EXCERPTED TEXT:
● ● ● ●

- Chinese: 胥

Standard Mandarin
- Hanyu Pinyin: Xū
- Wade–Giles: Hsü^{1}
- IPA: [ɕú]

Yue: Cantonese
- Jyutping: Seoi^{1}

Southern Min
- Hokkien POJ: Su

Middle Chinese
- Middle Chinese: /sjo/

Old Chinese
- Zhengzhang: /*sŋa/

= Xu (surname 胥) =

Chinese family name

Xu (胥, SHOO) is a Chinese surname. It is romanized as Hsü in Wade–Giles and Seoi in Cantonese. According to a 2013 study, it was the 267th most common name in China; it was shared by 285,000 people, or 0.021% of the population, being most popular in Sichuan. It is the 285th name in the Hundred Family Surnames poem.

● ● ● ●

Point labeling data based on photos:
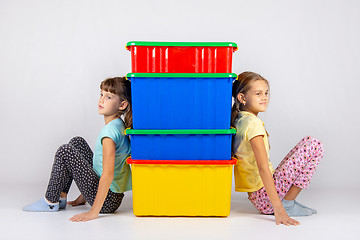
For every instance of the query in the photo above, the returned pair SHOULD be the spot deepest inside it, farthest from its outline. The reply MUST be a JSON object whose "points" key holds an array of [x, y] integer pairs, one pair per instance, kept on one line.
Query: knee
{"points": [[65, 149]]}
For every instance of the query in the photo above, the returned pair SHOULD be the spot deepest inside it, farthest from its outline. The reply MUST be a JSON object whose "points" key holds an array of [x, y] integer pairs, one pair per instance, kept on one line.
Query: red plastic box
{"points": [[181, 57]]}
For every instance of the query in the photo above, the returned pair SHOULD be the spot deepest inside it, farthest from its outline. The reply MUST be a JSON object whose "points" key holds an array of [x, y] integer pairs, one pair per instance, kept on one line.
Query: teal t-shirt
{"points": [[122, 171]]}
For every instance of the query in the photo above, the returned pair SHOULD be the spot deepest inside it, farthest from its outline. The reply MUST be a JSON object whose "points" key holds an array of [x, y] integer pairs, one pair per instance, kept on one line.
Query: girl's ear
{"points": [[123, 105], [241, 98]]}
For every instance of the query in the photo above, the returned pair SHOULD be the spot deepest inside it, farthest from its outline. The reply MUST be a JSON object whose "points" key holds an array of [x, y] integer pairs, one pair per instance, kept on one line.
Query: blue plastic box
{"points": [[181, 100], [204, 144]]}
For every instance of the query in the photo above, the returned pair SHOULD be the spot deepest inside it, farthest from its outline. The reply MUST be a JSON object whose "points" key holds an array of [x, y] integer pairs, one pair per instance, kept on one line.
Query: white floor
{"points": [[338, 218]]}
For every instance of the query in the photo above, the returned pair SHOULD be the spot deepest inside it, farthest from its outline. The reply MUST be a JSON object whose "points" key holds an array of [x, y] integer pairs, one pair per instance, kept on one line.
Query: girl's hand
{"points": [[281, 217], [84, 217], [79, 201]]}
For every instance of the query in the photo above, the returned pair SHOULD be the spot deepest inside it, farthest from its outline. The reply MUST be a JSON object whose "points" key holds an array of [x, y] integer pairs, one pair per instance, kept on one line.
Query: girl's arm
{"points": [[104, 184], [258, 146]]}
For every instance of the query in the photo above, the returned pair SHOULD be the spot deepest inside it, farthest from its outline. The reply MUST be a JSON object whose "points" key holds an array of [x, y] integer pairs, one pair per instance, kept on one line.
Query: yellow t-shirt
{"points": [[246, 172]]}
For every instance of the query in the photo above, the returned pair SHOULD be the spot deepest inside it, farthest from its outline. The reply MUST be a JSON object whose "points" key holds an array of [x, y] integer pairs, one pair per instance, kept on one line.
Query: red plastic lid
{"points": [[233, 161]]}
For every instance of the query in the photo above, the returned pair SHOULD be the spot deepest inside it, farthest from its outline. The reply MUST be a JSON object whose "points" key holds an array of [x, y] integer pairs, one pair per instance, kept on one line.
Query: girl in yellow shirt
{"points": [[271, 191]]}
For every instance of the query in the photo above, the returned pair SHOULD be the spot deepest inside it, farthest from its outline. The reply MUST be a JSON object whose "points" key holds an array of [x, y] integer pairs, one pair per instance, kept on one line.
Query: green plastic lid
{"points": [[182, 75], [181, 44], [181, 131]]}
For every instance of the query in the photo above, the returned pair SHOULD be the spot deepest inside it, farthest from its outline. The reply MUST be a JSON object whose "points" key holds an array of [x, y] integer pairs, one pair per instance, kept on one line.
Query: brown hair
{"points": [[241, 85], [121, 87]]}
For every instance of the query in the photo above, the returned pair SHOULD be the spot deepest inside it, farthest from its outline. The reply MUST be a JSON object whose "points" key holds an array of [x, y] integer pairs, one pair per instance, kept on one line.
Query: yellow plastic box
{"points": [[181, 187]]}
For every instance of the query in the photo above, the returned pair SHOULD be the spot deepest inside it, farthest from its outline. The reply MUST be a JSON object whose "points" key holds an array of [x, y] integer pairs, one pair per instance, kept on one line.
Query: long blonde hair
{"points": [[241, 85], [121, 87]]}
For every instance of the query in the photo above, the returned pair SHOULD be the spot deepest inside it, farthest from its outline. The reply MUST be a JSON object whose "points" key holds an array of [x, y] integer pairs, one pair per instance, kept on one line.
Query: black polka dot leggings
{"points": [[73, 161]]}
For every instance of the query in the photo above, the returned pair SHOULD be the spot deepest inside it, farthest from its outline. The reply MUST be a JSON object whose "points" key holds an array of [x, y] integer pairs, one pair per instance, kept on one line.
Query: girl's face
{"points": [[109, 104], [257, 98]]}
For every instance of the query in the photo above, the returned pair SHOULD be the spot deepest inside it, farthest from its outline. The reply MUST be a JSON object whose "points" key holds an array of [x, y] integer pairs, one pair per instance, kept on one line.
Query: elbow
{"points": [[107, 174], [263, 169]]}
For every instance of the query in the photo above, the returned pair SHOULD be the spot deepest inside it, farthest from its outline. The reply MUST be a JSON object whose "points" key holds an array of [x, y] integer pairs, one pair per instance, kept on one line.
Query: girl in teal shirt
{"points": [[102, 177]]}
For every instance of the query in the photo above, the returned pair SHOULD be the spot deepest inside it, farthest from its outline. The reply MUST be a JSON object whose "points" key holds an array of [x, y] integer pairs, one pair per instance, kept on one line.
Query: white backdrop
{"points": [[54, 54]]}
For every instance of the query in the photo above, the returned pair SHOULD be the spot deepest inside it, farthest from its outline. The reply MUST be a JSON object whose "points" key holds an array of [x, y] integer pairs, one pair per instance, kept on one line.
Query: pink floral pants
{"points": [[296, 169]]}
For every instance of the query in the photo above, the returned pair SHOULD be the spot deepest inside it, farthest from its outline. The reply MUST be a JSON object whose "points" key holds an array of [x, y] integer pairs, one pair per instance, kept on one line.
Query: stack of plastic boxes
{"points": [[181, 136]]}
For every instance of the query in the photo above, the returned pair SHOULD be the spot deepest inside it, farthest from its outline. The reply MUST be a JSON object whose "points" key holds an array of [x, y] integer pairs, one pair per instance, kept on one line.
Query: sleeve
{"points": [[255, 128], [111, 133]]}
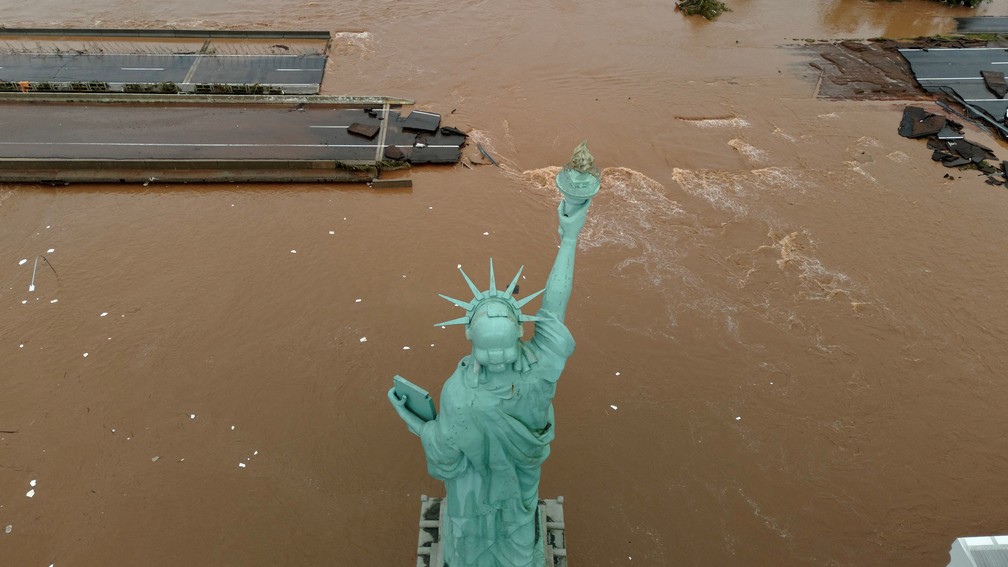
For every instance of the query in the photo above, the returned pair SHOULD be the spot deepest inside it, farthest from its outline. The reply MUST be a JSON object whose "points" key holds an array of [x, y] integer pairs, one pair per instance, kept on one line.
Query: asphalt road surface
{"points": [[183, 131]]}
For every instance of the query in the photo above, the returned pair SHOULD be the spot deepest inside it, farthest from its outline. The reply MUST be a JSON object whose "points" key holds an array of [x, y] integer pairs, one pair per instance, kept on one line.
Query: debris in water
{"points": [[488, 156]]}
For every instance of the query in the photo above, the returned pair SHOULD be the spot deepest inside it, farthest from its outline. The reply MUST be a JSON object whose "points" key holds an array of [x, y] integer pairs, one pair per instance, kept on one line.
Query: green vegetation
{"points": [[710, 9]]}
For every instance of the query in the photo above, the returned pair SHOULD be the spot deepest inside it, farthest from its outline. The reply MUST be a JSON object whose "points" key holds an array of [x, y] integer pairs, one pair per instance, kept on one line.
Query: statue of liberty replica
{"points": [[496, 422]]}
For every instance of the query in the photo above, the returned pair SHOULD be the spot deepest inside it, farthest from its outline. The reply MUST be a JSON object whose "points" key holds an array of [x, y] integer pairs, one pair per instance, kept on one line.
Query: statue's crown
{"points": [[493, 294]]}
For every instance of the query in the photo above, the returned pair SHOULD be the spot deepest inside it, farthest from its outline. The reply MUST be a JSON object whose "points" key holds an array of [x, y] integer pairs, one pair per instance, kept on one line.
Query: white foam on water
{"points": [[360, 43], [749, 151], [726, 122]]}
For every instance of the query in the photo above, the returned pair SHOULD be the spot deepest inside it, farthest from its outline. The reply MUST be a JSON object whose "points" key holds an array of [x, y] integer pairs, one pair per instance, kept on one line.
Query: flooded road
{"points": [[789, 324]]}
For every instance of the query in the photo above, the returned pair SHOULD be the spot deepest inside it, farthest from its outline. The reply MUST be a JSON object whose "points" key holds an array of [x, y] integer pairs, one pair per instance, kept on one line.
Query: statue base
{"points": [[428, 549]]}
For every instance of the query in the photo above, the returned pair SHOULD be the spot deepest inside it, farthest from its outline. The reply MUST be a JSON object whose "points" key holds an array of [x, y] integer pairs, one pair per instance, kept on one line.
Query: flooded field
{"points": [[789, 324]]}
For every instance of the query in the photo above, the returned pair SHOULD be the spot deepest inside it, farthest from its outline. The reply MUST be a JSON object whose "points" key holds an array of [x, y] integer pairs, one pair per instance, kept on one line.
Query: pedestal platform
{"points": [[428, 548]]}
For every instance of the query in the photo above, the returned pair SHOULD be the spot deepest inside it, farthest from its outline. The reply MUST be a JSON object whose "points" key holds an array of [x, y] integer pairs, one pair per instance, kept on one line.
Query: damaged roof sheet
{"points": [[937, 69]]}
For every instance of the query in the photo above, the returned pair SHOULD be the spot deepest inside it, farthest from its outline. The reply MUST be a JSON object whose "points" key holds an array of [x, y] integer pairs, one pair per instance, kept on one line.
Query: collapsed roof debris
{"points": [[969, 77], [949, 145]]}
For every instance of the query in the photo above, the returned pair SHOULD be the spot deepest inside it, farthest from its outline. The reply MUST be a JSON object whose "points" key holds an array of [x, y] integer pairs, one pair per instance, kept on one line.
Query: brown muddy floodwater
{"points": [[790, 326]]}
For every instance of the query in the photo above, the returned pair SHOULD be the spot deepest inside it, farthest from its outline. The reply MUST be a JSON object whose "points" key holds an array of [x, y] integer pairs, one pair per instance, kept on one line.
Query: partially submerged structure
{"points": [[142, 106]]}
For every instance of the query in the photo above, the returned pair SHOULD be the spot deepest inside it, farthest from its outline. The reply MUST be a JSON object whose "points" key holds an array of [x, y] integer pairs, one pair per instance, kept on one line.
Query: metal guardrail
{"points": [[137, 98], [170, 33]]}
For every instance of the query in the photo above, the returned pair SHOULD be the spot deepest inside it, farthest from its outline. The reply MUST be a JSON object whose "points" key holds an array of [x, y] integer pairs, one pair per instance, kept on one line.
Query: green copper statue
{"points": [[492, 435]]}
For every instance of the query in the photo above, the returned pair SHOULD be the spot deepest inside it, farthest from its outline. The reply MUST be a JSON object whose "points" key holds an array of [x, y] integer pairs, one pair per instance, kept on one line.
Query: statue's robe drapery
{"points": [[488, 445]]}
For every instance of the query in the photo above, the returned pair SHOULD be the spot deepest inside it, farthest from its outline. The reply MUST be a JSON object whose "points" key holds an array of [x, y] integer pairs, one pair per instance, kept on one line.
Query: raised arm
{"points": [[560, 281]]}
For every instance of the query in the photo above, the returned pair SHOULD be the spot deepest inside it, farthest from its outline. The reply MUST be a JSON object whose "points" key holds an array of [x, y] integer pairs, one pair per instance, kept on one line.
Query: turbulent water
{"points": [[789, 322]]}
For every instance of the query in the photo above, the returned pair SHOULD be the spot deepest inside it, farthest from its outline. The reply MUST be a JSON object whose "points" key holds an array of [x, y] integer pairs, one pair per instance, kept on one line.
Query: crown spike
{"points": [[524, 301], [458, 303], [510, 288], [477, 294], [523, 318]]}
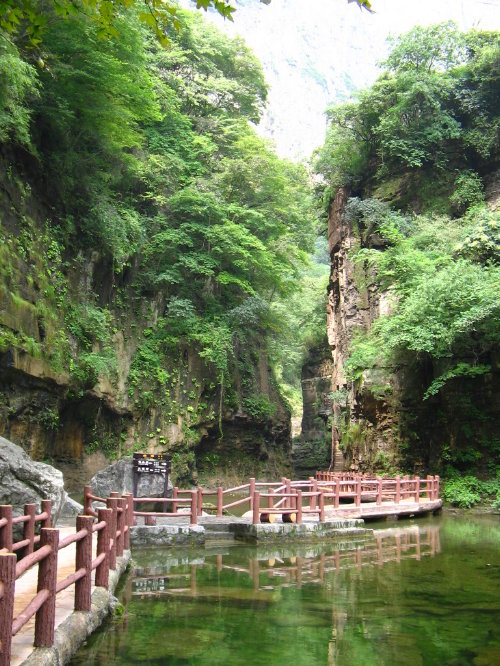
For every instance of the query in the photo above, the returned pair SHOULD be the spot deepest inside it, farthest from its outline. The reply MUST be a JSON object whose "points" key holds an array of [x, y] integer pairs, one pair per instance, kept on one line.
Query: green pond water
{"points": [[417, 592]]}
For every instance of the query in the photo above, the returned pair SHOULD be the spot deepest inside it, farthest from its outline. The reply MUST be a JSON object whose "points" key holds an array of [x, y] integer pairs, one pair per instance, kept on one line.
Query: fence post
{"points": [[255, 509], [87, 502], [299, 507], [358, 491], [6, 530], [7, 585], [314, 489], [397, 499], [84, 561], [251, 491], [194, 507], [112, 503], [103, 536], [288, 501], [200, 501], [120, 526], [321, 508], [46, 508], [29, 528], [47, 580], [417, 489], [220, 501], [129, 520]]}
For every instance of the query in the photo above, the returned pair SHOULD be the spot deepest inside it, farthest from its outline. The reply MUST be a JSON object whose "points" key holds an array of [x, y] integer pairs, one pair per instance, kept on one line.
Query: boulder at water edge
{"points": [[118, 477], [24, 481]]}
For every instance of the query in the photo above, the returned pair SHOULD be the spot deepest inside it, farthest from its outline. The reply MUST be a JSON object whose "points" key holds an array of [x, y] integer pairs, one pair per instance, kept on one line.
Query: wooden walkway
{"points": [[58, 570], [26, 588]]}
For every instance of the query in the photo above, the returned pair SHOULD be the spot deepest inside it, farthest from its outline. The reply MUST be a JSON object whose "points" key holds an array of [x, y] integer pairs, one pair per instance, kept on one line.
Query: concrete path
{"points": [[22, 643]]}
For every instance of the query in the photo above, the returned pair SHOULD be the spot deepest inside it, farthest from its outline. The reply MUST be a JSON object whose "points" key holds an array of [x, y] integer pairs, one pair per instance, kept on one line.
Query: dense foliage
{"points": [[424, 138], [149, 161]]}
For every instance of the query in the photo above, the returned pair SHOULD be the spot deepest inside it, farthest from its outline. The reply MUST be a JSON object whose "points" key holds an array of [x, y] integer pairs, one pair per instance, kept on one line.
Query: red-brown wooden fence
{"points": [[112, 528]]}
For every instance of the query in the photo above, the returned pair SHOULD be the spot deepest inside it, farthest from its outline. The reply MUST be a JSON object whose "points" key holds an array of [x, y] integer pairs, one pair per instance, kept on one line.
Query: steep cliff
{"points": [[312, 449], [79, 379], [364, 414]]}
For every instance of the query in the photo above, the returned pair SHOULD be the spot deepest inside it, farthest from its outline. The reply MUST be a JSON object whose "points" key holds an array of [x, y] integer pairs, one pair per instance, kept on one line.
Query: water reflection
{"points": [[272, 567], [424, 593]]}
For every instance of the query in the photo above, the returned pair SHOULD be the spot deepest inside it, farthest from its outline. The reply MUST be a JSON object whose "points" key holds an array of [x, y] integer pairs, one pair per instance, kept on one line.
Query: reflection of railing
{"points": [[291, 500], [391, 545], [112, 528]]}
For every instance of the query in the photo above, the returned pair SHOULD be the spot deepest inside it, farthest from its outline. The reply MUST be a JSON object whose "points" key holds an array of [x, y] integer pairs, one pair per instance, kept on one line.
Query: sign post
{"points": [[151, 463]]}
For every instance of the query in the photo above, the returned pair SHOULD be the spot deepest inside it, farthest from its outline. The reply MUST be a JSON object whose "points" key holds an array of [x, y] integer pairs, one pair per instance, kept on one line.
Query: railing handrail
{"points": [[42, 604]]}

● ● ● ●

Transcribe the text on the surname Xu from "Xu (胥, SHOO)" to "Family Surnames poem.". None of the material is needed.

Xu (胥, SHOO) is a Chinese surname. It is romanized as Hsü in Wade–Giles and Seoi in Cantonese. According to a 2013 study, it was the 267th most common name in China; it was shared by 285,000 people, or 0.021% of the population, being most popular in Sichuan. It is the 285th name in the Hundred Family Surnames poem.